WRITTEN REQUEST: Rename "segmenter" to "masking tool" in the portion of the items that runs from their first line through the line containing "[[[25,9],[34,28],[60,25],[67,15],[70,0],[21,0],[21,8]]]", and reproduce only that portion with every other word unchanged.

Source records
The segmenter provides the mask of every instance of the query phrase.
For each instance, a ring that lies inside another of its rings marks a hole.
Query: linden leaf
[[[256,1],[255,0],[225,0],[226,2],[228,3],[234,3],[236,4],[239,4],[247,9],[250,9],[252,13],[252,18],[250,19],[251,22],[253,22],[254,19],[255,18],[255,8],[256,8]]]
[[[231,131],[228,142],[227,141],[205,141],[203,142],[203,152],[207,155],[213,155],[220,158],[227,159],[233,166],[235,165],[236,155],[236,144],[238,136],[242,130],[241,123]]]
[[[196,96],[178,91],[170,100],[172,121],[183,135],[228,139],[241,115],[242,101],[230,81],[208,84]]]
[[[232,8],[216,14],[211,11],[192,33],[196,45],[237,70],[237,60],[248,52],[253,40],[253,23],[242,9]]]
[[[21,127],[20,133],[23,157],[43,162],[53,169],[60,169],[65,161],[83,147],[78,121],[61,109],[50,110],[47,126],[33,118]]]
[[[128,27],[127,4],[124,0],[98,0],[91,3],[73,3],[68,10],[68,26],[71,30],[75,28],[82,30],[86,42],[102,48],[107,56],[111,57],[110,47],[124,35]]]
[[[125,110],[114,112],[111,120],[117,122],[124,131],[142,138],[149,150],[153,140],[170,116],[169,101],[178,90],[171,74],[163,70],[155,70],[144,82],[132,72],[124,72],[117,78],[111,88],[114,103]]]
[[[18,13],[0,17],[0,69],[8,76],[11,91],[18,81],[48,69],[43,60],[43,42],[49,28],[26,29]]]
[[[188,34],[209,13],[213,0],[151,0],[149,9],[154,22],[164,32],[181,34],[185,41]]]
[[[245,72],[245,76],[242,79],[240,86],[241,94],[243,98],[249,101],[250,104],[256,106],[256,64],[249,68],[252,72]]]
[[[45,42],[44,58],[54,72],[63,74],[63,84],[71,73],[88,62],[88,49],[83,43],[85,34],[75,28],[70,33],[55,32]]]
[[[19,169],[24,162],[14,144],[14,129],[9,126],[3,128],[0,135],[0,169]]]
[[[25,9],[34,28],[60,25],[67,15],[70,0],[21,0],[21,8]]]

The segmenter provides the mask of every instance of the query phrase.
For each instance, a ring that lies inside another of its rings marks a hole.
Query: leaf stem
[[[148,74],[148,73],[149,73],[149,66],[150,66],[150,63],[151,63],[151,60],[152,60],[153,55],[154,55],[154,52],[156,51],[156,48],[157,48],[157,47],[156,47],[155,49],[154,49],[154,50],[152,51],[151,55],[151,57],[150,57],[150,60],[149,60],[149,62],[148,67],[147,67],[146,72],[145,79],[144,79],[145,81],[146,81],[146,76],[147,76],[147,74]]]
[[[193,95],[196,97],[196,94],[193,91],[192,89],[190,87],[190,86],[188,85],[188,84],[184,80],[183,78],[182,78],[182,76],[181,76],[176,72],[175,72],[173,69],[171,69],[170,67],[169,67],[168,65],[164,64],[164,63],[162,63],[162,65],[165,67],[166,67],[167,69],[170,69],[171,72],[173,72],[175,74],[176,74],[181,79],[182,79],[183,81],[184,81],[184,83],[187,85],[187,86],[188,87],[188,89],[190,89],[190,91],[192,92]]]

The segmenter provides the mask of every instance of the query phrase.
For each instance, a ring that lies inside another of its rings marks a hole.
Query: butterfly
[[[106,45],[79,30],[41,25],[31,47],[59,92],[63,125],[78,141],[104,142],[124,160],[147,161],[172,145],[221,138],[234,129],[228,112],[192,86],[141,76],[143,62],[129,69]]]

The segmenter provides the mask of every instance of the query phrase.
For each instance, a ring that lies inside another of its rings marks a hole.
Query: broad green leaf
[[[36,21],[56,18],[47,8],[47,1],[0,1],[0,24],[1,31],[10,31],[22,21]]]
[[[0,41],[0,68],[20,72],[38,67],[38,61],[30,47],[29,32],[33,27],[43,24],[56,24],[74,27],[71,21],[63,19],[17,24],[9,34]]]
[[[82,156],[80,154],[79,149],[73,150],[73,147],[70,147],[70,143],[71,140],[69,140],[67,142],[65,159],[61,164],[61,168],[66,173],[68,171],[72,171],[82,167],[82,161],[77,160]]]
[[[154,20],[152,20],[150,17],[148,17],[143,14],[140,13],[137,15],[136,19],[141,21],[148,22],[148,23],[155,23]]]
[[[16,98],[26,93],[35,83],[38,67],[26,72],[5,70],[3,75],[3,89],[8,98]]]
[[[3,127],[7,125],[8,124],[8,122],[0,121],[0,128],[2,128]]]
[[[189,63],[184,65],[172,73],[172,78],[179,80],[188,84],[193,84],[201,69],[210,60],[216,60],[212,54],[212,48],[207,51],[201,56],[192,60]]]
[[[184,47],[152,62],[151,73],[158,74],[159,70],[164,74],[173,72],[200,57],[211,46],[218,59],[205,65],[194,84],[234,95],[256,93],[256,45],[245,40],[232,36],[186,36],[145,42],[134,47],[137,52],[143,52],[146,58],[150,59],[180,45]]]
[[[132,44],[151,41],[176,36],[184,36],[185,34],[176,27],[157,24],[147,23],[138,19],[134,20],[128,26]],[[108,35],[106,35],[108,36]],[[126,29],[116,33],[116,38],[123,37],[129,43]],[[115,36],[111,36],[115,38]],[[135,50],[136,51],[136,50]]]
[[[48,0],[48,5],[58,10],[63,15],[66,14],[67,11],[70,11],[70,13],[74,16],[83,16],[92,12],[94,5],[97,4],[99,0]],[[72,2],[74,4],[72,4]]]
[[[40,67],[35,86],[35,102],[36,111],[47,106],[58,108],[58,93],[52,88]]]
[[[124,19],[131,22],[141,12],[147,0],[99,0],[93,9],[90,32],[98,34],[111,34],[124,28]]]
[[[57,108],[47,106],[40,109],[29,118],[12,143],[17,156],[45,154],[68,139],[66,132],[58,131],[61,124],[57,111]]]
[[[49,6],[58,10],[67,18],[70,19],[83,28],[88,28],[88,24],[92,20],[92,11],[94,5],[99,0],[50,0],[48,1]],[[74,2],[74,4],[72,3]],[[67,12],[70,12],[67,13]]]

RIGHT ANSWER:
The masking tool provides the mask of every instance of the query phrase.
For each instance, a ring that lies inside another of its rings marks a hole.
Query: linden leaf
[[[256,1],[255,0],[225,0],[226,2],[228,3],[234,3],[236,4],[239,4],[247,9],[250,9],[252,13],[252,18],[250,19],[251,22],[253,22],[254,19],[255,18],[255,8],[256,8]]]
[[[231,131],[228,142],[227,141],[205,141],[203,142],[203,152],[207,155],[213,155],[220,158],[227,159],[233,166],[235,165],[236,155],[236,144],[238,136],[242,130],[241,123]]]
[[[196,96],[178,91],[170,100],[172,121],[183,135],[228,139],[241,115],[242,101],[230,81],[208,84]]]
[[[232,8],[216,14],[211,11],[192,33],[196,45],[237,70],[237,60],[248,52],[253,40],[253,23],[242,9]]]
[[[21,127],[20,133],[23,157],[43,162],[53,169],[60,169],[65,161],[83,147],[78,121],[61,109],[50,110],[47,126],[33,118]]]
[[[128,27],[127,4],[124,0],[98,0],[91,3],[73,3],[68,10],[68,26],[71,30],[75,28],[82,30],[86,42],[102,48],[107,56],[111,57],[110,47],[124,35]]]
[[[125,110],[114,112],[111,120],[117,122],[124,131],[142,138],[149,150],[153,140],[170,116],[169,101],[178,90],[171,74],[163,70],[155,70],[144,82],[132,72],[124,72],[117,78],[111,88],[114,103]]]
[[[18,13],[0,17],[0,69],[8,76],[11,91],[18,81],[48,69],[43,60],[43,42],[49,28],[26,29]]]
[[[188,34],[209,13],[213,0],[151,0],[149,9],[154,22],[164,32],[181,34],[185,41]]]
[[[245,72],[245,76],[242,79],[240,86],[241,94],[243,98],[249,101],[250,104],[256,106],[256,64],[249,68],[252,72]]]
[[[45,42],[44,58],[54,72],[63,74],[63,84],[71,73],[88,62],[88,49],[83,43],[85,34],[75,28],[70,33],[55,32]]]
[[[19,169],[24,162],[14,144],[14,129],[9,126],[3,128],[0,135],[0,169]]]
[[[25,9],[34,28],[60,25],[67,15],[70,0],[21,0],[21,8]]]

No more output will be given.